* Exercise input
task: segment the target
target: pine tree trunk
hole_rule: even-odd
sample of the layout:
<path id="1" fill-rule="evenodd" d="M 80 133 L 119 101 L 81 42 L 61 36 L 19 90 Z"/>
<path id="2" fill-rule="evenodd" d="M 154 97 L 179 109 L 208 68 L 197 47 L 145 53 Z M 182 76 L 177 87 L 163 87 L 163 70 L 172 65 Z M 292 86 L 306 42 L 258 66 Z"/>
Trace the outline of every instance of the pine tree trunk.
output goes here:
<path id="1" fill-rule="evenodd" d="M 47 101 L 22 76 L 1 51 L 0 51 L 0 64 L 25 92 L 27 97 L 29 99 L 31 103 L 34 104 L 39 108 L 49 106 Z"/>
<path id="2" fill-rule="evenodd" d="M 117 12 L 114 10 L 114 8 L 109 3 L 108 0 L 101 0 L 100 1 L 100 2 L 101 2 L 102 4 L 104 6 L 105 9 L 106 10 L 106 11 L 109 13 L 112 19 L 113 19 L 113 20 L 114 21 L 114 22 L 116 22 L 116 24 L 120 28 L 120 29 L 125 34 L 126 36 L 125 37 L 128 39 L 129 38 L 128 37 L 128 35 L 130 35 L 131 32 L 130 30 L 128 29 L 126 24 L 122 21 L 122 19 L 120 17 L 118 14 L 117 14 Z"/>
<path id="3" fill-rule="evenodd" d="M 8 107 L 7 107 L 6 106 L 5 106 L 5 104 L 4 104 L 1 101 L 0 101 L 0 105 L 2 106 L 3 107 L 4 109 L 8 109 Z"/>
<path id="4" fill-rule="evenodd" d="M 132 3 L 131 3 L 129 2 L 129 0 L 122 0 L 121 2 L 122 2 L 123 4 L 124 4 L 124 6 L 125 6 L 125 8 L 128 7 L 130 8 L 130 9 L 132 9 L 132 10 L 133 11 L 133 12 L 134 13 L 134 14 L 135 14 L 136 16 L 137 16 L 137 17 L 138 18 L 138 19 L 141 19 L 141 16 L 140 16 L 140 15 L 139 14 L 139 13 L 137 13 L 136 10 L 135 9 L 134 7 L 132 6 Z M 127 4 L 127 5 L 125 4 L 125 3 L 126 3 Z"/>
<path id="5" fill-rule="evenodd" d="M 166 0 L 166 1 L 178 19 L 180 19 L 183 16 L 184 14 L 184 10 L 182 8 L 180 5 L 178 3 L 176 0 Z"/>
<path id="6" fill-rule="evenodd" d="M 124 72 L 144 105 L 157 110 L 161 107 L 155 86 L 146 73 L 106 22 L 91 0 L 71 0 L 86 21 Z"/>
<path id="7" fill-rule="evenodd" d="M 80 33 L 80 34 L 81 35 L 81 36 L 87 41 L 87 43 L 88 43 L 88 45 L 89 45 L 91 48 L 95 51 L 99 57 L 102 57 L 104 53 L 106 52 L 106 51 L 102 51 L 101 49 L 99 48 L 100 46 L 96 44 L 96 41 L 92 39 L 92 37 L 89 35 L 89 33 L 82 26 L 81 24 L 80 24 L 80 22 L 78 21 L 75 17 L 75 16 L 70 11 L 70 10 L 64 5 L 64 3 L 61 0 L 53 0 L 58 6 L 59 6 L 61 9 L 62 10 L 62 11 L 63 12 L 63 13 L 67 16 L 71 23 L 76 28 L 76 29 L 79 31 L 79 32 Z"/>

* What you will do
Rewrite every line of the records above as one numbered list, dropping any blank lines.

* Task solution
1. task: segment the target
2. target: pine tree trunk
3. hole_rule: even-odd
4. sample of the layout:
5. <path id="1" fill-rule="evenodd" d="M 80 133 L 119 101 L 81 42 L 61 36 L 19 90 Z"/>
6. <path id="2" fill-rule="evenodd" d="M 154 97 L 179 109 L 208 68 L 197 47 L 145 53 Z M 182 76 L 177 87 L 163 87 L 163 70 L 172 65 Z M 292 86 L 306 42 L 258 66 Z"/>
7. Trace the outline of every instance of the pine tree trunk.
8. output goes here:
9. <path id="1" fill-rule="evenodd" d="M 47 101 L 22 76 L 1 51 L 0 51 L 0 64 L 25 92 L 27 97 L 29 99 L 31 103 L 34 104 L 39 108 L 49 106 Z"/>
10. <path id="2" fill-rule="evenodd" d="M 117 12 L 114 10 L 114 8 L 109 3 L 108 0 L 101 0 L 100 1 L 100 2 L 101 2 L 102 4 L 104 6 L 105 9 L 106 10 L 106 11 L 109 13 L 112 19 L 113 19 L 113 20 L 114 21 L 114 22 L 116 22 L 116 24 L 120 28 L 120 29 L 125 34 L 126 36 L 125 37 L 128 39 L 129 38 L 128 37 L 128 35 L 130 35 L 131 32 L 130 30 L 128 29 L 126 24 L 122 21 L 122 19 L 120 17 L 118 14 L 117 14 Z"/>
11. <path id="3" fill-rule="evenodd" d="M 8 107 L 7 107 L 6 106 L 5 106 L 5 104 L 4 104 L 1 101 L 0 101 L 0 105 L 2 106 L 3 107 L 4 109 L 8 109 Z"/>
12. <path id="4" fill-rule="evenodd" d="M 132 3 L 131 3 L 129 2 L 129 0 L 122 0 L 121 2 L 122 2 L 123 4 L 124 4 L 124 6 L 125 6 L 125 8 L 128 7 L 130 8 L 130 9 L 132 9 L 132 10 L 133 11 L 133 12 L 134 13 L 134 14 L 135 14 L 136 16 L 137 16 L 137 17 L 138 18 L 138 19 L 141 19 L 141 16 L 140 16 L 140 15 L 139 14 L 139 13 L 137 13 L 136 10 L 135 9 L 134 7 L 132 6 Z M 127 4 L 127 5 L 125 4 L 125 3 L 126 3 Z"/>
13. <path id="5" fill-rule="evenodd" d="M 166 0 L 166 1 L 178 19 L 180 19 L 183 16 L 184 14 L 184 10 L 182 8 L 180 5 L 178 3 L 176 0 Z"/>
14. <path id="6" fill-rule="evenodd" d="M 124 72 L 144 105 L 157 110 L 161 107 L 155 86 L 146 73 L 106 22 L 91 0 L 71 0 L 86 21 Z"/>
15. <path id="7" fill-rule="evenodd" d="M 80 33 L 80 34 L 81 35 L 81 36 L 87 41 L 87 43 L 88 43 L 88 45 L 89 45 L 91 48 L 95 51 L 99 57 L 102 57 L 104 53 L 106 52 L 106 51 L 102 51 L 101 49 L 99 48 L 100 46 L 96 44 L 96 41 L 92 39 L 92 37 L 89 35 L 89 33 L 82 26 L 81 24 L 80 24 L 80 22 L 78 21 L 75 17 L 75 16 L 70 11 L 70 10 L 64 5 L 64 3 L 61 0 L 53 0 L 58 6 L 59 6 L 61 9 L 62 10 L 62 11 L 63 12 L 63 13 L 67 16 L 71 23 L 76 28 L 76 29 L 79 31 L 79 32 Z"/>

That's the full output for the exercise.